▸ 抜粋箇所:
一歩先へ!“連携力”を武器に新境地を開く/谷中さん

日々進化し続ける研究・開発分野において、最先端の技術と情熱をもって挑み続けるTOYOBOの研究・開発者たちは、個性豊かで多彩な魅力にあふれています。
「“変化を楽しむ”研究・開発者ストーリー」は、キャリアの中で起きた“変化”を通して、彼らの仕事に対する思いや、その背景にある一人ひとりのストーリーを紹介する連載です。

ハカセ
TOYOBOの研究・開発の現場で活躍する人たちに迫る新企画がスタート! 環境の変化を前向きに受け止め、自分自身の変化も楽しみながら進んでいる魅力的な研究・開発者たちを紹介していきます。今回はその第一回デス!

オー太
うわー、楽しみー!

ハカセ
今回お話をうかがうのは東洋紡エムシーで新規開発プロジェクトに携わっている谷中さん。海外で働いた経験もあり、まさに“変化”を味方にしながら成長を続けている開発者の一人デス!

オー太
面白そう! さっそく会いにいこう!
Index目次

谷中(たになか)さん
東洋紡エムシー株式会社 開発本部 開発戦略企画部(※1)

▸ 指示内容 A:
この記事によると、谷中さんが新規開発プロジェクトに携わっている会社はどこか。
▸ 指示内容 B:
この記事の「日々進化し続ける研究・開発分」と「面白そう! さっそく会いにいこう!」の間を、両端も含めてそのまま再掲してください。
データはこの記事とは関係がありません。

▸ ポインティング用データセットの記録:

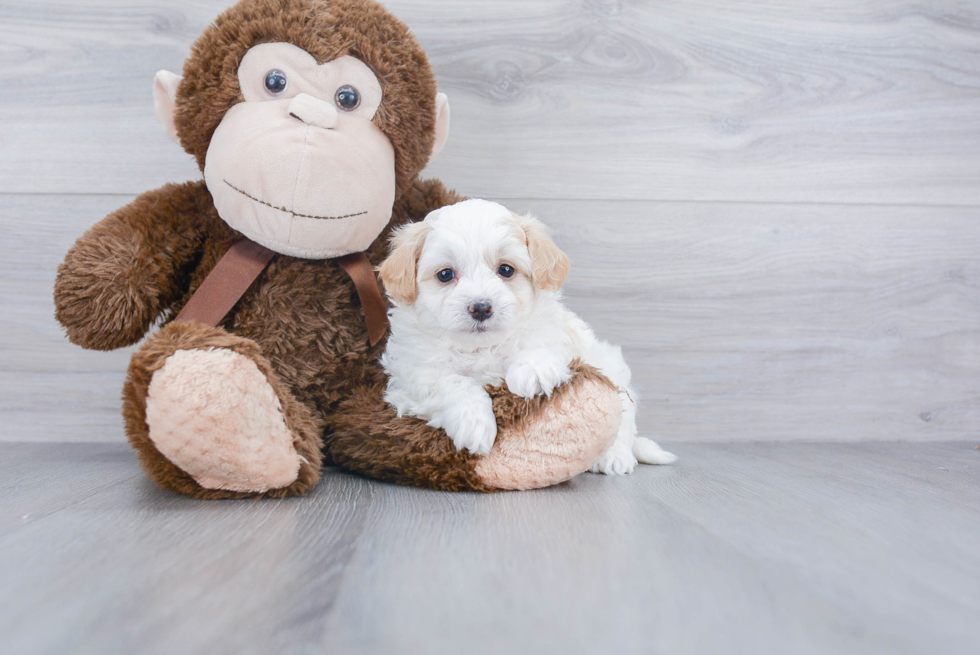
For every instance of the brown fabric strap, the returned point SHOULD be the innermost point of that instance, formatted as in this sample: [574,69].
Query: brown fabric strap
[226,283]
[244,262]
[359,268]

▸ 結果 A:
東洋紡エムシーです。

▸ 結果 B:
日々進化し続ける研究・開発分野において、最先端の技術と情熱をもって挑み続けるTOYOBOの研究・開発者たちは、個性豊かで多彩な魅力にあふれています。
「“変化を楽しむ”研究・開発者ストーリー」は、キャリアの中で起きた“変化”を通して、彼らの仕事に対する思いや、その背景にある一人ひとりのストーリーを紹介する連載です。

ハカセ
TOYOBOの研究・開発の現場で活躍する人たちに迫る新企画がスタート! 環境の変化を前向きに受け止め、自分自身の変化も楽しみながら進んでいる魅力的な研究・開発者たちを紹介していきます。今回はその第一回デス!

オー太
うわー、楽しみー!

ハカセ
今回お話をうかがうのは東洋紡エムシーで新規開発プロジェクトに携わっている谷中さん。海外で働いた経験もあり、まさに“変化”を味方にしながら成長を続けている開発者の一人デス!

オー太
面白そう! さっそく会いにいこう!